TASK DESCRIPTION: Could you render the stretch of records from the line containing "wildflowers, that would be most appreciated." through the line containing "[[[146,0],[54,0],[54,1],[65,3],[144,3]]]" as a two-column CSV headed record_text and answer, with one row per record and each field in double quotes, and with line breaks inside a field turned into spaces?

----- INPUT ROWS

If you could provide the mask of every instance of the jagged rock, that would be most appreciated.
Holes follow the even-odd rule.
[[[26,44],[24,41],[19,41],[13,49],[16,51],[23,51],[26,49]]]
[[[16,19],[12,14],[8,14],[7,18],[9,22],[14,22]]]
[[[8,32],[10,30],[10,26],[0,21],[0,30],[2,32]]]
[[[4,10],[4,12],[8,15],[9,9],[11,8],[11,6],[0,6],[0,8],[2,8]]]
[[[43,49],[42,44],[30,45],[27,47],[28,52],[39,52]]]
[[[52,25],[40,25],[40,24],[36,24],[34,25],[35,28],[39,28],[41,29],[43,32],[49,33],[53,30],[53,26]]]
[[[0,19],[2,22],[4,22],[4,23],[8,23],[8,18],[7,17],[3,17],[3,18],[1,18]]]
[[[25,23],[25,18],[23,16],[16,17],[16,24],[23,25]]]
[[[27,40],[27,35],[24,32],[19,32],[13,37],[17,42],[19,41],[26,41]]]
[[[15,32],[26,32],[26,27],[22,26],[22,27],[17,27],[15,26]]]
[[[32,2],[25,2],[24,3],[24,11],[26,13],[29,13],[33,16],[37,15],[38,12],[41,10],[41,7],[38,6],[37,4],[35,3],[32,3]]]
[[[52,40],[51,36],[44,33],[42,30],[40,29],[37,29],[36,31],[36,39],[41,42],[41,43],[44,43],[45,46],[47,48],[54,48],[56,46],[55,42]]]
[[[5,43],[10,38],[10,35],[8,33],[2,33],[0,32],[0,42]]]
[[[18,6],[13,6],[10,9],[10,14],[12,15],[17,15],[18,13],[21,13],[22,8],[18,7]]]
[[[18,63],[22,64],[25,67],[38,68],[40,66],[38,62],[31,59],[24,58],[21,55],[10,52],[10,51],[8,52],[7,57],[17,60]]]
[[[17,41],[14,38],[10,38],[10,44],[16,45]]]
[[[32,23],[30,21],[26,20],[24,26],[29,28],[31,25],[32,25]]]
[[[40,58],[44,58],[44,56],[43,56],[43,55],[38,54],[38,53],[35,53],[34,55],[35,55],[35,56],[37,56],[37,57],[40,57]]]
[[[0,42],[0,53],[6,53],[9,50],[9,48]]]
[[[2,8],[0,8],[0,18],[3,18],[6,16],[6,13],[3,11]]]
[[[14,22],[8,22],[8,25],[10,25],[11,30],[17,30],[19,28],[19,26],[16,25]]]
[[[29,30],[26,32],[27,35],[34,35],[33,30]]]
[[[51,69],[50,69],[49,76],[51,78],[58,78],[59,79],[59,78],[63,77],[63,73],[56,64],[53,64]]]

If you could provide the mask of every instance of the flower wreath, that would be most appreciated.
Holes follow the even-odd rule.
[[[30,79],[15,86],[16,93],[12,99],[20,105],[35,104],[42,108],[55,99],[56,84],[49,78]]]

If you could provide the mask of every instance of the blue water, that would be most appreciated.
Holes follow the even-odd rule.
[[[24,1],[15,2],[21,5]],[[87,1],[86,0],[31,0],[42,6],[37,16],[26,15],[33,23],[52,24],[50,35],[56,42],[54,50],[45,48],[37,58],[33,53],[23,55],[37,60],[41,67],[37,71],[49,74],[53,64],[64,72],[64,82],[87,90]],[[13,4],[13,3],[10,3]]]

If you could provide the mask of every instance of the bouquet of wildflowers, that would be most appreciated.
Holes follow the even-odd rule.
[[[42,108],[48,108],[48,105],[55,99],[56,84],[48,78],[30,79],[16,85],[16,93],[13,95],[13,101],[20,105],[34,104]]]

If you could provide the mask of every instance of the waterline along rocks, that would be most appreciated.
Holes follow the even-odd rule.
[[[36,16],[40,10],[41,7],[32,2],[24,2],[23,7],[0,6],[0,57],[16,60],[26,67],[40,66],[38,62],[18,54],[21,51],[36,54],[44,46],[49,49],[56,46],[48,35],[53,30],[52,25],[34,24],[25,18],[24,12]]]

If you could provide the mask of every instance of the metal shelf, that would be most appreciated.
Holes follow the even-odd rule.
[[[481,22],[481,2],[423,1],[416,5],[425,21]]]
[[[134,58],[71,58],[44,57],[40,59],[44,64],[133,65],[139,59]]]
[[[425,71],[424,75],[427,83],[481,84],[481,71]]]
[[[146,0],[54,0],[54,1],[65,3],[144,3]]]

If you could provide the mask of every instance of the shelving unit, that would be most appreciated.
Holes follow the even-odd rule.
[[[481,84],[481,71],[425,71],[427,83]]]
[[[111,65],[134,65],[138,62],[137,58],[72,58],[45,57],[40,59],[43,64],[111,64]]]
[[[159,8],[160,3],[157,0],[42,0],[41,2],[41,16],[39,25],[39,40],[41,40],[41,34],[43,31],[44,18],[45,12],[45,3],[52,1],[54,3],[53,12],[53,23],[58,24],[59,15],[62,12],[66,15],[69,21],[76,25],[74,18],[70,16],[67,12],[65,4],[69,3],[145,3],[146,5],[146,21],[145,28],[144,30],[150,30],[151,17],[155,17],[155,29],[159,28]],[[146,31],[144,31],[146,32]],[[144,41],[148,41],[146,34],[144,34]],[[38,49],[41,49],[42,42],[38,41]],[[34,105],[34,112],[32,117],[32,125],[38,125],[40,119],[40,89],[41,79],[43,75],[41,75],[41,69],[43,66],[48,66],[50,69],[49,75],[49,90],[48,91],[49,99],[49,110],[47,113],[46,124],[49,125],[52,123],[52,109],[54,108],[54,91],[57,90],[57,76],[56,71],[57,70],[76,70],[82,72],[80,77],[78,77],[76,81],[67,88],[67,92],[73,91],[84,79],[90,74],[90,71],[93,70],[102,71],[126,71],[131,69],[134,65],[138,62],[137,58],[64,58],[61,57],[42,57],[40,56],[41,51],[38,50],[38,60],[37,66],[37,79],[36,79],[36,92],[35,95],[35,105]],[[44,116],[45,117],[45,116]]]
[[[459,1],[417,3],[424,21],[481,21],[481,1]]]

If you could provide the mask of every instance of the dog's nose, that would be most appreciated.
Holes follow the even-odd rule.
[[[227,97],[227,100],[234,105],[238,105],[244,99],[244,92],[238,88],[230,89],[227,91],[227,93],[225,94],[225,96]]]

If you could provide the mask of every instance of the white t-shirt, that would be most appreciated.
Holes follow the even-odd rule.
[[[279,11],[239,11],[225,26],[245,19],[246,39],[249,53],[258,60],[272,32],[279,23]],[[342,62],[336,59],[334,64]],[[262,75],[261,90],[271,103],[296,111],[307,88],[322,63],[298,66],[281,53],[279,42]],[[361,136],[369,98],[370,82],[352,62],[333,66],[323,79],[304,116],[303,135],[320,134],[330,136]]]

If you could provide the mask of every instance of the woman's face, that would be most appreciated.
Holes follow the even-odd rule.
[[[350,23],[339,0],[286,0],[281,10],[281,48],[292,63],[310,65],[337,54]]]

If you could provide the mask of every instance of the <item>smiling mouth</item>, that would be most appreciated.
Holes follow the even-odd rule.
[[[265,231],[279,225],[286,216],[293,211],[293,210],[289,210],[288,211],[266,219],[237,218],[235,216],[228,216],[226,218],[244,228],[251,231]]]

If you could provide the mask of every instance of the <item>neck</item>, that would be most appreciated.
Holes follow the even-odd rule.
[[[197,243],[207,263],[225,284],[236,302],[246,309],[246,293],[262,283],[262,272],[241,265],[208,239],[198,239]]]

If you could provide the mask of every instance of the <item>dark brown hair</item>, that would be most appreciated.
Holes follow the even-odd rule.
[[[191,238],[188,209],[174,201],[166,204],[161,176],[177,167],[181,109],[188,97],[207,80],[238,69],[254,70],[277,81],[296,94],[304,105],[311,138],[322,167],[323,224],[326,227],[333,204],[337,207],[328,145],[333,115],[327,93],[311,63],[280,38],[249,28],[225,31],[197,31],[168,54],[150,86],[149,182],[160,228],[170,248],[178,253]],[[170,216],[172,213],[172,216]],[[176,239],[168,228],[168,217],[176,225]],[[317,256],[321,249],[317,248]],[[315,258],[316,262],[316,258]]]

----------

RESPONSE FOR THIS EXERCISE:
record_text,answer
"If you could provide the mask of every instance of the bouquet of wildflowers, that would be most appreciated. Holes follow the even-odd rule.","[[[42,108],[48,108],[48,105],[55,99],[56,84],[48,78],[30,79],[16,85],[16,93],[13,95],[13,101],[20,105],[34,104]]]"
"If you could provide the mask of every instance of the waterline along rocks, that would be most appreciated. Holes follow the even-odd rule.","[[[36,16],[40,10],[41,7],[32,2],[24,2],[23,7],[0,6],[0,57],[16,60],[26,67],[40,66],[38,62],[18,54],[21,51],[36,54],[44,46],[49,49],[56,46],[48,35],[53,30],[52,25],[34,24],[25,18],[24,12]]]"
"If you could provide the mask of every instance of the metal shelf, that would be most appreciated. Holes follow the even-odd rule.","[[[481,22],[481,2],[423,1],[416,5],[425,21]]] [[[134,58],[71,58],[44,57],[40,59],[44,64],[133,65],[139,59]]] [[[425,71],[424,75],[427,83],[481,84],[481,71]]] [[[146,0],[54,0],[54,1],[65,3],[144,3]]]"